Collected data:
▶
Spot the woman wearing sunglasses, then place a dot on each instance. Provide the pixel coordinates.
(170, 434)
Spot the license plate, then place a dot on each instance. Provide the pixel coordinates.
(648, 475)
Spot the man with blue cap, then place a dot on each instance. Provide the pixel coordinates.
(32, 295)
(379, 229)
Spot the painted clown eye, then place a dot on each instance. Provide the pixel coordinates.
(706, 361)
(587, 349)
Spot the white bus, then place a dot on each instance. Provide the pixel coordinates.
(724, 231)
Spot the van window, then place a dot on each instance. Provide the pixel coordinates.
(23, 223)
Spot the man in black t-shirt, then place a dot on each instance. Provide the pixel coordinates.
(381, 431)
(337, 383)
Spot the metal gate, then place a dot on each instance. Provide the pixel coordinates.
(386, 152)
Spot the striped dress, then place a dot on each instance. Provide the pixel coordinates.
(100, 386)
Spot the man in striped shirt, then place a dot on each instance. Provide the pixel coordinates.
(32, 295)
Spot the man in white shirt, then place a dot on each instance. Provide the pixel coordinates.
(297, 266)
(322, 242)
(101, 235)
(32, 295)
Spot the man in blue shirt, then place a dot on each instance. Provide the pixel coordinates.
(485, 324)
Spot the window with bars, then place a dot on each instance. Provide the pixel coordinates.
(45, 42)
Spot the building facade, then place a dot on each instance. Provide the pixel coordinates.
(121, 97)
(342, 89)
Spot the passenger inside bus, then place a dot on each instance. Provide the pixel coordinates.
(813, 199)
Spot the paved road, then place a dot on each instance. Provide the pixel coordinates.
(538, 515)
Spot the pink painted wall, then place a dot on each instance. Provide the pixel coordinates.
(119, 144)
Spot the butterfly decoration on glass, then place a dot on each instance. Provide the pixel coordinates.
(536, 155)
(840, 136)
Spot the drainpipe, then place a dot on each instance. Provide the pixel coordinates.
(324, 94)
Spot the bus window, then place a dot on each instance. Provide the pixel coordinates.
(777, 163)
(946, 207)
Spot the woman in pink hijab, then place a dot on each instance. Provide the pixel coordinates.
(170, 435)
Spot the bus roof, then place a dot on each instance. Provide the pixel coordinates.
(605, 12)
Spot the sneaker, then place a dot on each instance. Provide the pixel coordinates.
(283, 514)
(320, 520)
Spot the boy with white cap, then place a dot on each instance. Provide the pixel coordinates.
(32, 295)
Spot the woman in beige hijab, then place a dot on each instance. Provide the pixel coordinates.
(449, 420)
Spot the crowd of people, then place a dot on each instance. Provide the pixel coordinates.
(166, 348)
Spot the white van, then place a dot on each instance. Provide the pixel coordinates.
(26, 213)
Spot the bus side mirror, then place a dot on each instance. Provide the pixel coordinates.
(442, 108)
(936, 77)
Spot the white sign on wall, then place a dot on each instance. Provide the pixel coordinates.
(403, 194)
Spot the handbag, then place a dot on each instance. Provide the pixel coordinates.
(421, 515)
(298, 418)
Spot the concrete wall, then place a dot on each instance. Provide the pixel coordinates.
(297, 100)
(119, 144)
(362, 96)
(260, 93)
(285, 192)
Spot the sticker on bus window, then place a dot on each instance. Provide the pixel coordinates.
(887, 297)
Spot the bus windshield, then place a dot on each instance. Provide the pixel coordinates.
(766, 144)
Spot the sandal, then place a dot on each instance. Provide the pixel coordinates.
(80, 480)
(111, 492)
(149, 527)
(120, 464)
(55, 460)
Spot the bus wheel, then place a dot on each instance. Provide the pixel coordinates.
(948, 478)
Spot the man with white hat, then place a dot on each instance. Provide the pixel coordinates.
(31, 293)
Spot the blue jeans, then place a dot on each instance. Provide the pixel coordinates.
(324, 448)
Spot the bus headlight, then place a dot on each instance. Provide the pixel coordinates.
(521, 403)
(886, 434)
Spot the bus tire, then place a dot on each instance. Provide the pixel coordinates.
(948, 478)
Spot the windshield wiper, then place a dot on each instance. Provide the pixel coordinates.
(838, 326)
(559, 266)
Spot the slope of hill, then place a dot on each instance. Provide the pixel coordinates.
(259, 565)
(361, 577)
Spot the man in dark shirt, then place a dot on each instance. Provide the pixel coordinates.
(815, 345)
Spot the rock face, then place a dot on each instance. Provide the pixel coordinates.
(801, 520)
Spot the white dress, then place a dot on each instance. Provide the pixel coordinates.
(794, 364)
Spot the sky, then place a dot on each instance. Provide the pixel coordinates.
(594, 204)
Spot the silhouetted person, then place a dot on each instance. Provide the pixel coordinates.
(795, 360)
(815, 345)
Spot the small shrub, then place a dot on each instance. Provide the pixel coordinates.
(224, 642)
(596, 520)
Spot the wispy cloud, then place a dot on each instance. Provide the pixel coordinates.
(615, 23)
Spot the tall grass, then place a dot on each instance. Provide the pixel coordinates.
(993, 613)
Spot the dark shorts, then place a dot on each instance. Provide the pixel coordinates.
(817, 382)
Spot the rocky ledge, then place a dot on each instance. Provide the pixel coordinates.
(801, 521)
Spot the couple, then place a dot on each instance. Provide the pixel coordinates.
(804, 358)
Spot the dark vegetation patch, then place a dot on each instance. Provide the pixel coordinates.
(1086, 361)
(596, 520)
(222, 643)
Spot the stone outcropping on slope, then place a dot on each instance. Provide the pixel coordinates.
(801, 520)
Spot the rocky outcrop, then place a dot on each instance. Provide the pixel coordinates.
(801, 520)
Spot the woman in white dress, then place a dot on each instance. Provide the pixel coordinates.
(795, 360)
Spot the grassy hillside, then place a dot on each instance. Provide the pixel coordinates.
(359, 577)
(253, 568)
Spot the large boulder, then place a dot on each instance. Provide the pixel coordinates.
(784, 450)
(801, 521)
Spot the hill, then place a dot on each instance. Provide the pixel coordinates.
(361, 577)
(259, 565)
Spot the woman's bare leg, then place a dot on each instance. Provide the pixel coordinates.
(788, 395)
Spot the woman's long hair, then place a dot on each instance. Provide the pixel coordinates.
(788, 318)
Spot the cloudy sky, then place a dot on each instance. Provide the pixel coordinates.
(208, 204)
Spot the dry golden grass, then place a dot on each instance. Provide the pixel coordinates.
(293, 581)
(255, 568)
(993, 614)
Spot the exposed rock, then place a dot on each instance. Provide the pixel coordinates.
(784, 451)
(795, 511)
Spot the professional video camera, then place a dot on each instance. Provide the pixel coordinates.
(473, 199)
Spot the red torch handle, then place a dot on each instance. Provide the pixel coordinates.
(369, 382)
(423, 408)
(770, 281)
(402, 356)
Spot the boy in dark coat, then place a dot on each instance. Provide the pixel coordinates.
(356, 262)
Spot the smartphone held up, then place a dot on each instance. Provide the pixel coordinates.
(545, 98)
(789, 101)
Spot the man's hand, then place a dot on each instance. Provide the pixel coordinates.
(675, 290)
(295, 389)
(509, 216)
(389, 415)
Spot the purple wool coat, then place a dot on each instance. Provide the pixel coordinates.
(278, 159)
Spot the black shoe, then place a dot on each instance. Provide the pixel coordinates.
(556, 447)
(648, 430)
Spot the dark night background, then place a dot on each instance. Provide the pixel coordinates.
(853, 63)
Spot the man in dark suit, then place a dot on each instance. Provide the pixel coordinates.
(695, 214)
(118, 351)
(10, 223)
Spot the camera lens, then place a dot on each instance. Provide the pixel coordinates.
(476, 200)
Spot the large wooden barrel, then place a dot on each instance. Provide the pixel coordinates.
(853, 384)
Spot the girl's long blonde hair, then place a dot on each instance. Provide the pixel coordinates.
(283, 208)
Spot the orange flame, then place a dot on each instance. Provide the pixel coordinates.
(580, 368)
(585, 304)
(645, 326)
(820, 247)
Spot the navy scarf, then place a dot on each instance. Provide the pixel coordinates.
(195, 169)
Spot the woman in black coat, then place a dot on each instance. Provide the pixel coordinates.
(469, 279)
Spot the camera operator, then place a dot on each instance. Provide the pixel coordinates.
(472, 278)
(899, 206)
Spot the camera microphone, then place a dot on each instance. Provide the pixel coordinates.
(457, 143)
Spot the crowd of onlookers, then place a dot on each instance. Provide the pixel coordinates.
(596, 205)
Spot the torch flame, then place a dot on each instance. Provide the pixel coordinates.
◀
Requirement: Reproduce verbatim the stretch of the material from the line containing "Spot the camera operator, then" through the end of the material, inclusive.

Worked answer:
Spot the camera operator, then place a dot on each instance. Provide the pixel coordinates.
(472, 278)
(899, 206)
Spot the camera microphone, then place a dot on each instance. Provide the pixel coordinates.
(457, 143)
Spot the crowd of onlookers, then place a dot on each instance. Provide the pixel coordinates.
(596, 205)
Spot the torch flame, then place a dot on each instance. Provide the pixel coordinates.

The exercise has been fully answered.